- [EXERCISE AIM]:
Return each entry exactly, omitting nothing.

=======

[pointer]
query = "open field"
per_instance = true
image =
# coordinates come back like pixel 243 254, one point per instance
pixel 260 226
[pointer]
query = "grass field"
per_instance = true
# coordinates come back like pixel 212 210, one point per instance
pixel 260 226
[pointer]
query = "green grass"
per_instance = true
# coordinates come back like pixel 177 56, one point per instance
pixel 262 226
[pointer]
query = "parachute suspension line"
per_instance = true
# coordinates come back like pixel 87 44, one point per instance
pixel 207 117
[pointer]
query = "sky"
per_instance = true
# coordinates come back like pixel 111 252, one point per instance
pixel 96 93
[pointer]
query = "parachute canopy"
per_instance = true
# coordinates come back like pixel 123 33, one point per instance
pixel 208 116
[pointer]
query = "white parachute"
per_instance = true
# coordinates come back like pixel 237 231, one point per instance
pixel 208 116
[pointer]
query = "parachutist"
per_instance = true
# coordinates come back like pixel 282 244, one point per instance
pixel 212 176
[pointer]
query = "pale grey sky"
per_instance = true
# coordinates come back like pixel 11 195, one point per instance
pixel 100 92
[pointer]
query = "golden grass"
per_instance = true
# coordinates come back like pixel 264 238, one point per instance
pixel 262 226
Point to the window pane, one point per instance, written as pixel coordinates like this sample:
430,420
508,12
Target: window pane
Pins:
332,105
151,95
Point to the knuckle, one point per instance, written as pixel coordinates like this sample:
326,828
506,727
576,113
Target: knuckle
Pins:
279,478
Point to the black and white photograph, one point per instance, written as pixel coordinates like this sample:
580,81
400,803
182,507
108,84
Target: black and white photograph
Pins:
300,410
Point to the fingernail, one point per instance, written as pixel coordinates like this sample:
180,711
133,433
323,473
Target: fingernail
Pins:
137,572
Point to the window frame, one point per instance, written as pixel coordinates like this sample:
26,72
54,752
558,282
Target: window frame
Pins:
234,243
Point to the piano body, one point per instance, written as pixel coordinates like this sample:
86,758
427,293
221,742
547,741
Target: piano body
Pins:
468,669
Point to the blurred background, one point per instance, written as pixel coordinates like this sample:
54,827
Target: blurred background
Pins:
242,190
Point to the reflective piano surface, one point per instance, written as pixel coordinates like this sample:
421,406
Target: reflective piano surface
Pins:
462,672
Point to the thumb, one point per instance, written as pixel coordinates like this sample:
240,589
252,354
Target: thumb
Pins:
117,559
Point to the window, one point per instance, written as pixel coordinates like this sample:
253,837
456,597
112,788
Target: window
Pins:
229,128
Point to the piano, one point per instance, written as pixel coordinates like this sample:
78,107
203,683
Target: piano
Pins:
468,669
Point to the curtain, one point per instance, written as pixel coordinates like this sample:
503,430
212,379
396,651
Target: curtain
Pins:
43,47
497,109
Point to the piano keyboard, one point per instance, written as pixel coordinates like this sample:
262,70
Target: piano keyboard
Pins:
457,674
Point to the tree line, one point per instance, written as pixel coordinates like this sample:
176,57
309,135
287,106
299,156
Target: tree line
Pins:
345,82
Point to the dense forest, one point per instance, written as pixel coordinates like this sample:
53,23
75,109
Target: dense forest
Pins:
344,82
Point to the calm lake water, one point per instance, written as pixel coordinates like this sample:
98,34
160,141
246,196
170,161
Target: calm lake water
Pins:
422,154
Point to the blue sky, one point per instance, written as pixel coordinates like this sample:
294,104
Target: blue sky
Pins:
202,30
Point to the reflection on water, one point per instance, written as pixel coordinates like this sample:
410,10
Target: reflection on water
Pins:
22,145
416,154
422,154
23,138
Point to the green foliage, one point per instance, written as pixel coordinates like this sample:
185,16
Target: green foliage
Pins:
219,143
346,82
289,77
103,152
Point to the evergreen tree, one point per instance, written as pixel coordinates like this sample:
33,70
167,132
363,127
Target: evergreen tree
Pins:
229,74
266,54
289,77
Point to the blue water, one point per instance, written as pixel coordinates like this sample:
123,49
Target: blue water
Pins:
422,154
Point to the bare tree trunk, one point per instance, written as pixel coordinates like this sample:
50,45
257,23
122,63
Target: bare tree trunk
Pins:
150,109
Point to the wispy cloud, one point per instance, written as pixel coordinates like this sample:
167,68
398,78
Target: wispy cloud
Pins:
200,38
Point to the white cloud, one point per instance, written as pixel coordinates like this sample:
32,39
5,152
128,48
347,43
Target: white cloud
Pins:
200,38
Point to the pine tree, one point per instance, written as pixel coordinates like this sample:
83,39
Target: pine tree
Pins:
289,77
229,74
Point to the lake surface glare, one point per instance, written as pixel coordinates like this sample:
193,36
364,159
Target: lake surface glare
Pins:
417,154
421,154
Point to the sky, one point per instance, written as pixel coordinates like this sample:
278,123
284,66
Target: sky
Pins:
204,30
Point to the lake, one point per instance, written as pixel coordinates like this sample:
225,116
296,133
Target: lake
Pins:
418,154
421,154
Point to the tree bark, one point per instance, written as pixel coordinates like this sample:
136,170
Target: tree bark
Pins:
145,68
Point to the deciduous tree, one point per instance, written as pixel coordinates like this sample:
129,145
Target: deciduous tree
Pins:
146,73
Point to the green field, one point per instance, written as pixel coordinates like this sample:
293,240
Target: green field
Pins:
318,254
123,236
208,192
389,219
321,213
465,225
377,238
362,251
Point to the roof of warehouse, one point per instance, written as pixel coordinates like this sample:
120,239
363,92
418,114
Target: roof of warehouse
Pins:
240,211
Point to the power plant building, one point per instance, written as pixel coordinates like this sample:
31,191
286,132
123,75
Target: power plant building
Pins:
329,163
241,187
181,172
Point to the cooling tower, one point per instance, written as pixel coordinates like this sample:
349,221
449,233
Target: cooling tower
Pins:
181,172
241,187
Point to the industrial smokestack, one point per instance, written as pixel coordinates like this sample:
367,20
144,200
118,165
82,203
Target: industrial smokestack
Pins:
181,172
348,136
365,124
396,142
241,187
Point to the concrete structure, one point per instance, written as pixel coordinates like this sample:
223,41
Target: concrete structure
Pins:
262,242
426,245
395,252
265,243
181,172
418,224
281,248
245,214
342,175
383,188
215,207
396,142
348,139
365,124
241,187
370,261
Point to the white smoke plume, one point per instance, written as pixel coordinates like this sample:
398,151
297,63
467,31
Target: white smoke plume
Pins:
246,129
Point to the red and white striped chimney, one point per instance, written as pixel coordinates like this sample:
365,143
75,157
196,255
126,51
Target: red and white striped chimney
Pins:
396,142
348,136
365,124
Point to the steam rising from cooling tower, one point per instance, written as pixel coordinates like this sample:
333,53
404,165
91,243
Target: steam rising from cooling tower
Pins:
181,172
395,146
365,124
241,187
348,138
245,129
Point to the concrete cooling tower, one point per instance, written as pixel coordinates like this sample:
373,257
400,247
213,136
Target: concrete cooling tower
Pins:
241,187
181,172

=======

- [THE RESULT]:
[pointer]
query = "open field"
per_instance = true
image =
# coordinates come back like pixel 243 254, one point per instance
pixel 260 226
[pointer]
query = "grass field"
per_instance = true
# coordinates come back like pixel 212 210, one point per instance
pixel 260 226
[pointer]
query = "green grass"
per_instance = true
# coordinates come back like pixel 177 56, one point per instance
pixel 262 226
[pointer]
query = "parachute suspension line"
per_instance = true
# coordinates come back like pixel 87 44, one point per instance
pixel 207 117
[pointer]
query = "sky"
per_instance = true
# coordinates come back like pixel 111 252, one point per instance
pixel 96 93
[pointer]
query = "parachute canopy"
per_instance = true
# coordinates come back like pixel 123 33, one point per instance
pixel 208 116
[pointer]
query = "white parachute"
per_instance = true
# coordinates come back like pixel 237 231, one point per instance
pixel 208 116
[pointer]
query = "parachutist"
per_instance = true
# coordinates come back like pixel 282 244, one point per instance
pixel 212 176
[pointer]
query = "pale grey sky"
per_instance = true
# coordinates come back like pixel 11 195, one point per instance
pixel 100 92
[pointer]
query = "golden grass"
per_instance = true
# coordinates come back like pixel 264 238, one point per instance
pixel 262 226
Point to the window pane, one point per instance, written as pixel coordinates like this sample:
430,420
508,12
Target: window pane
Pins:
332,105
151,95
Point to the knuckle, one point per instance, written as pixel coordinates like this sample:
326,828
506,727
576,113
Target: knuckle
Pins:
279,478
Point to the black and white photograph, one point per instance, written as pixel coordinates like this sample:
580,81
400,803
182,507
108,84
Target: black and white photograph
Pins:
300,410
Point to the fingernail, one point per instance, written as pixel coordinates like this sample:
180,711
133,433
323,473
Target: fingernail
Pins:
137,572
Point to the window frame, one point per instance, written as pixel coordinates like this sample:
26,72
54,752
558,282
Target: window frame
Pins:
234,243
Point to the piano body, one point per instance, written as pixel coordinates like this sample:
86,758
427,293
221,742
547,741
Target: piano body
Pins:
468,669
Point to the blurred background, one point per instance, written as pixel coordinates like this sample:
54,827
Target: blurred background
Pins:
242,190
Point to the reflective piano surface, one point per instance, written as pixel coordinates like this sample:
421,406
Target: reflective piano surface
Pins:
462,672
Point to the thumb, one point per instance, written as pixel coordinates like this sample:
240,589
252,354
Target: thumb
Pins:
117,559
Point to the window, one point per instance, written as pixel coordinates like this sample:
253,837
456,597
112,788
Target: window
Pins:
229,128
Point to the piano, one point per instance, written as pixel coordinates like this sample:
78,107
203,683
Target: piano
Pins:
468,669
Point to the curtain, one point per instance, written as pixel coordinates like this sample:
503,430
212,379
396,651
Target: curtain
Pins:
43,47
497,109
Point to the piano keyboard, one point per instance, written as pixel coordinates like this sample:
262,70
Target: piano keyboard
Pins:
457,674
Point to the tree line, one point per instance, written as pixel coordinates like this sample:
176,57
309,135
287,106
299,156
Target: tree line
Pins:
345,82
Point to the dense forest, one point per instance, written as pixel coordinates like this sample:
53,23
75,109
Target: dense forest
Pins:
344,82
Point to the calm lake water, one point per instance, written as pixel coordinates like this sample:
98,34
160,141
246,196
170,161
Target: calm lake water
Pins:
422,154
Point to the blue sky, one point per instance, written as pixel coordinates like this sample:
294,104
Target: blue sky
Pins:
202,30
Point to the reflection on water, one point per instance, written as pixel coordinates like this sample:
410,10
Target: reflection on water
Pins:
22,145
416,154
422,154
23,138
Point to the green foliage, one point per instance, written as pixel coordinates like this sample:
185,16
Target: green foliage
Pins:
219,143
346,82
289,77
103,152
Point to the evergreen tree, one point per instance, written as pixel coordinates like this sample:
33,70
167,132
363,127
Target: evergreen tree
Pins:
229,74
266,54
289,77
Point to the blue water, one point per instance, written as pixel coordinates like this sample:
123,49
Target: blue water
Pins:
422,154
Point to the bare tree trunk, one point per instance, written as pixel coordinates like this sample:
50,45
257,23
122,63
Target: bare tree trunk
Pins:
150,109
Point to the wispy cloud, one point per instance, written as pixel coordinates like this sample:
167,68
398,78
Target: wispy cloud
Pins:
200,38
Point to the white cloud, one point per instance, written as pixel coordinates like this sample:
32,39
5,152
128,48
347,43
Target: white cloud
Pins:
200,38
Point to the pine tree, one point per instance, written as pixel coordinates like this sample:
83,39
Target: pine tree
Pins:
289,77
229,74
Point to the lake surface glare, one point per instance, written as pixel coordinates like this sample:
193,36
364,159
Target: lake surface glare
Pins:
417,154
421,154
Point to the sky, one point per instance, written as pixel coordinates like this sample:
278,123
284,66
Target: sky
Pins:
204,30
Point to the lake, one point per instance, written as pixel coordinates like this sample:
225,116
296,133
Target: lake
Pins:
418,154
421,154
Point to the tree bark, one point per instance, written as pixel coordinates like this sample:
136,170
Target: tree bark
Pins:
145,68
Point to the deciduous tree, one point per instance, written as pixel coordinates like this sample:
129,145
Target: deciduous tree
Pins:
146,73
Point to the green field, one point per instance, written as pixel coordinates like this sample:
293,240
Target: green field
Pins:
318,254
123,236
208,192
389,219
321,213
465,225
377,238
362,251
Point to the roof of warehouse, one point per instance, written as pixel coordinates like this sample:
120,239
363,92
418,114
Target: roof of warehouse
Pins:
240,211
Point to the power plant building, one point per instance, written as pixel coordinates like this sample:
31,191
286,132
123,75
Target: power plant building
Pins:
329,163
241,187
181,172
Point to the cooling tower, one point per instance, written as pixel coordinates like this sample:
349,221
449,233
Target: cooling tower
Pins:
181,172
241,187
Point to the industrial smokestack, one point per instance, written as pixel coordinates like this sample:
367,20
144,200
118,165
82,203
Target: industrial smokestack
Pins:
181,172
348,136
365,124
396,142
241,187
Point to the concrete structure, one point per instance, written as pixel coordinates like this sample:
223,41
Target: concrete structure
Pins:
262,242
426,245
395,252
265,243
181,172
418,224
281,248
245,214
342,175
383,188
215,207
396,142
348,139
365,124
241,187
370,261
Point to the white smoke plume, one point per instance, written as pixel coordinates like this sample:
398,151
297,63
467,31
Target: white smoke plume
Pins:
246,129
Point to the red and white striped chimney, one point per instance, written as pixel coordinates like this sample:
365,143
75,157
196,255
126,51
Target: red and white striped chimney
Pins:
396,142
348,136
365,124
Point to the steam rising from cooling tower, one point per instance, written as pixel coordinates like this sample:
333,53
404,165
91,243
Target: steam rising from cooling tower
Pins:
181,172
395,146
365,124
241,187
348,138
245,129
Point to the concrete cooling tower, one point per instance, written as pixel coordinates like this sample:
373,257
400,247
213,136
Target: concrete cooling tower
Pins:
241,187
181,172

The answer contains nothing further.